● WORK INSTRUCTIONS:
Extract every line of the listing below from the line containing "5. Determine the location of the bus" through the end of the listing, and reproduce them verbatim.

[Object detection listing]
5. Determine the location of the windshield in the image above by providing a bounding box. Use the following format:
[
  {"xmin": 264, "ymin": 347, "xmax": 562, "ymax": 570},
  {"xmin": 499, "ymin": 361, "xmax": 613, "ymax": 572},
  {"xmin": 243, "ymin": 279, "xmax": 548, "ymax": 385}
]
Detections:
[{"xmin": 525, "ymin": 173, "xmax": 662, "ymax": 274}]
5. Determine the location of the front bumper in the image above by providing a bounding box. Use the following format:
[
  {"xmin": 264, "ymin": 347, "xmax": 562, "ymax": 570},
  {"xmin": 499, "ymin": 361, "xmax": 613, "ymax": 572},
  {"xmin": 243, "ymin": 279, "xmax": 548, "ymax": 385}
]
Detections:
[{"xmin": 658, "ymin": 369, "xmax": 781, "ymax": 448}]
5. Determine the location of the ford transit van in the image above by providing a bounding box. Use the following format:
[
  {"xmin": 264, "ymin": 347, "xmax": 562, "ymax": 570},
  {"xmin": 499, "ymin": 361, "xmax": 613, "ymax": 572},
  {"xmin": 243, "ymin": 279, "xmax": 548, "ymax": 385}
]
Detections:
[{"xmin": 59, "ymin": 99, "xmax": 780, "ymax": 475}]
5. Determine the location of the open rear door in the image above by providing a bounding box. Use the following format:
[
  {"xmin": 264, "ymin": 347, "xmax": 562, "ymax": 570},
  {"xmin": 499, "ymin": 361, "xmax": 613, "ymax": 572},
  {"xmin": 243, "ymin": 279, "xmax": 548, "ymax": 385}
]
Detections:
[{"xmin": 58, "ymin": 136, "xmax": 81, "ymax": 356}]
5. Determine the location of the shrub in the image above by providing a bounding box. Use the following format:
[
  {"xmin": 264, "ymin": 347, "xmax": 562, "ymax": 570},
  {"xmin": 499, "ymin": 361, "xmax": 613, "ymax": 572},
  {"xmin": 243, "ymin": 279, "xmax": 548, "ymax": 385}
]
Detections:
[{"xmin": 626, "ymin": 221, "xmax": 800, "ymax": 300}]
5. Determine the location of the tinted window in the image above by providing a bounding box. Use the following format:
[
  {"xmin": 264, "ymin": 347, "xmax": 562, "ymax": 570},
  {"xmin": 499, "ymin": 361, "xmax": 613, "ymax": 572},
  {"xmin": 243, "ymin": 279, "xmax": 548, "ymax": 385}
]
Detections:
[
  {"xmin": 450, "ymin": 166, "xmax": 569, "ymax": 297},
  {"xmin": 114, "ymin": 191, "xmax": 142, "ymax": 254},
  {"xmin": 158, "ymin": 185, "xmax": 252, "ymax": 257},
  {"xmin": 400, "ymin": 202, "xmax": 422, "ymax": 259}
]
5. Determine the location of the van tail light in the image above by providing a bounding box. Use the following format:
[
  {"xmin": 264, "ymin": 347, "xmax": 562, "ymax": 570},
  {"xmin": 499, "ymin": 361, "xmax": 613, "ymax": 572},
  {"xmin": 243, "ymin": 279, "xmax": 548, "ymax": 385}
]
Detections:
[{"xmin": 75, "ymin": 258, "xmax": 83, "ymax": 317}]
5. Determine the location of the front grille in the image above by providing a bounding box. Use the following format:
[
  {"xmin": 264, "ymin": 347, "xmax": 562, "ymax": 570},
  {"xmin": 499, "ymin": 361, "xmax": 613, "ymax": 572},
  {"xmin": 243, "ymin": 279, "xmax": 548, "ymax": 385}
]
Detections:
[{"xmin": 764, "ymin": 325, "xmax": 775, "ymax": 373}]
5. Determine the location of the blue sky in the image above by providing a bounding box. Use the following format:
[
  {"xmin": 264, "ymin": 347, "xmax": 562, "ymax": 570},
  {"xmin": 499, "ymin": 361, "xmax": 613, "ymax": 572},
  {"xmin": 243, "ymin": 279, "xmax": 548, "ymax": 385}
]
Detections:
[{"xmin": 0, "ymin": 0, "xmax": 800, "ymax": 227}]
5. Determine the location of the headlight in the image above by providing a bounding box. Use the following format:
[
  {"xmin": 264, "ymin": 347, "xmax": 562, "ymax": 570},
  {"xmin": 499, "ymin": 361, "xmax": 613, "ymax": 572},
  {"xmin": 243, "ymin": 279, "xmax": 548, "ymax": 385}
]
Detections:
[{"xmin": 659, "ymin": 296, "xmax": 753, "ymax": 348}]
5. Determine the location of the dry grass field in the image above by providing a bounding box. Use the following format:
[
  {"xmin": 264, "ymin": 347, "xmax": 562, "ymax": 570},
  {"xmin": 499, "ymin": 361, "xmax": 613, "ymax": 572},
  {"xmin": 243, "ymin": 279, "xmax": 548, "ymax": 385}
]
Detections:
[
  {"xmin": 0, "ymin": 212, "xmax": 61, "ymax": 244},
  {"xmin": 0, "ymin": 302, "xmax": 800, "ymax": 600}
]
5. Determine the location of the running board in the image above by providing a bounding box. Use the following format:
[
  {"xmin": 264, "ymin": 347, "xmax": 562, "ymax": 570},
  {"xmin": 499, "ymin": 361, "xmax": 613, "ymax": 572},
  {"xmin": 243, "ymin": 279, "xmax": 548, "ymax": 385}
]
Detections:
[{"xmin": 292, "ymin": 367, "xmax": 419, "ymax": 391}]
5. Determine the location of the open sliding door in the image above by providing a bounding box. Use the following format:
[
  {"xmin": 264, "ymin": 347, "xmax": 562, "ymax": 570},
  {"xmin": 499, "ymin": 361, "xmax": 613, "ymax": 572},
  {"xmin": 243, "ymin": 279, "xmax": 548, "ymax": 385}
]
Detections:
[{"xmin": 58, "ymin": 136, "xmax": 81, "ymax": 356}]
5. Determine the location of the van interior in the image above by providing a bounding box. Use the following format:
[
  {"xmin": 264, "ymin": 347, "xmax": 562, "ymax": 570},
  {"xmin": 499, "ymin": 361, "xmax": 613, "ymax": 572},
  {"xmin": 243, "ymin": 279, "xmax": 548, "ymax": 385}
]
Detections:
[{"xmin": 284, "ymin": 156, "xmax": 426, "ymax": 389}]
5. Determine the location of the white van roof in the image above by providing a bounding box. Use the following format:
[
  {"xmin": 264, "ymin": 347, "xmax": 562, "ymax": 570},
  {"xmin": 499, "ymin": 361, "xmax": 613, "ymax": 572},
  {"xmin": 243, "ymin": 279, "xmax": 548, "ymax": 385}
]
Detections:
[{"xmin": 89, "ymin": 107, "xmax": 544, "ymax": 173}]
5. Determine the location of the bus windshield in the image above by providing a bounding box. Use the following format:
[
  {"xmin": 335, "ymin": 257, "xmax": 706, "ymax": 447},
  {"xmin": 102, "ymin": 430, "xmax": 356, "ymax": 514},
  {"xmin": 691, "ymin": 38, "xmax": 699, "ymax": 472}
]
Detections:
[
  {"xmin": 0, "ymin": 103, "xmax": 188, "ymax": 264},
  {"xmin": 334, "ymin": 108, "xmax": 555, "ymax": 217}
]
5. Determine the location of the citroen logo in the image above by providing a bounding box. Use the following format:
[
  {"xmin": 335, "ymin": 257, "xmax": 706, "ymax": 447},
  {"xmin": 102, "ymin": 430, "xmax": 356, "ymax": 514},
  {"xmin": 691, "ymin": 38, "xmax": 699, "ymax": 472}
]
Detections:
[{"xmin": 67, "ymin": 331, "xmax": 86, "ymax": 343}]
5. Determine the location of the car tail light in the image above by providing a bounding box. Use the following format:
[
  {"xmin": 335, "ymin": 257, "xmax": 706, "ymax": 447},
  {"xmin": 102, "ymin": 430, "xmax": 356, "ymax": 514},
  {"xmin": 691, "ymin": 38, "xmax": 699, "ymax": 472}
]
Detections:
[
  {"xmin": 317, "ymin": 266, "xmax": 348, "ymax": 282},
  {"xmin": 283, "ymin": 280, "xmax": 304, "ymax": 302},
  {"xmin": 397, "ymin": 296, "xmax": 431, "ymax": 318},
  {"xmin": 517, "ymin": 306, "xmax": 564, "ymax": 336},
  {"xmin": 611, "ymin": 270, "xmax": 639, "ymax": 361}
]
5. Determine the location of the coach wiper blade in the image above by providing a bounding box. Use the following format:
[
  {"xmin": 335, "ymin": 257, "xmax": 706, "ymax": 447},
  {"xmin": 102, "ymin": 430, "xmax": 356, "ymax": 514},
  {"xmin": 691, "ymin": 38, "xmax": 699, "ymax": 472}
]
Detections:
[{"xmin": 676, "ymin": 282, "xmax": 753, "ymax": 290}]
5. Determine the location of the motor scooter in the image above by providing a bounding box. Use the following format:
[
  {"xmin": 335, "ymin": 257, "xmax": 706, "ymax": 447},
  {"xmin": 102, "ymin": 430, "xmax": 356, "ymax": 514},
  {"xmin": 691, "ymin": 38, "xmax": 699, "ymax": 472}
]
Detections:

● FULL OUTPUT:
5. Determine the location of the bus windshield in the image above by providing a bounding box. Use the following format:
[
  {"xmin": 335, "ymin": 257, "xmax": 706, "ymax": 447},
  {"xmin": 102, "ymin": 430, "xmax": 356, "ymax": 514},
  {"xmin": 691, "ymin": 38, "xmax": 699, "ymax": 472}
]
Detections:
[
  {"xmin": 0, "ymin": 103, "xmax": 188, "ymax": 264},
  {"xmin": 334, "ymin": 108, "xmax": 555, "ymax": 217}
]
5. Determine the location of the citroen logo in the image above by providing a bounding box. Use the following format:
[
  {"xmin": 335, "ymin": 257, "xmax": 706, "ymax": 447},
  {"xmin": 102, "ymin": 430, "xmax": 356, "ymax": 514},
  {"xmin": 691, "ymin": 38, "xmax": 699, "ymax": 472}
]
Detections:
[{"xmin": 67, "ymin": 331, "xmax": 86, "ymax": 343}]
5. Determine the location of the car tail light in the image above by providing a bounding box. Use the following format:
[
  {"xmin": 335, "ymin": 257, "xmax": 706, "ymax": 447},
  {"xmin": 102, "ymin": 430, "xmax": 356, "ymax": 514},
  {"xmin": 691, "ymin": 38, "xmax": 699, "ymax": 472}
]
Detections:
[
  {"xmin": 317, "ymin": 266, "xmax": 348, "ymax": 282},
  {"xmin": 283, "ymin": 280, "xmax": 304, "ymax": 302},
  {"xmin": 397, "ymin": 296, "xmax": 431, "ymax": 318},
  {"xmin": 517, "ymin": 306, "xmax": 564, "ymax": 336},
  {"xmin": 611, "ymin": 270, "xmax": 639, "ymax": 361}
]
5. Determine the location of the coach wiper blade in the image above by providing a bounding box. Use the following format:
[
  {"xmin": 335, "ymin": 257, "xmax": 706, "ymax": 447},
  {"xmin": 102, "ymin": 430, "xmax": 356, "ymax": 514},
  {"xmin": 691, "ymin": 38, "xmax": 699, "ymax": 472}
]
Detections:
[{"xmin": 676, "ymin": 282, "xmax": 753, "ymax": 290}]
5. Determine the location of the motor scooter in the image above by providing a bounding box. Use the following format:
[
  {"xmin": 335, "ymin": 257, "xmax": 706, "ymax": 447},
  {"xmin": 102, "ymin": 430, "xmax": 356, "ymax": 514},
  {"xmin": 691, "ymin": 38, "xmax": 699, "ymax": 472}
]
Detections:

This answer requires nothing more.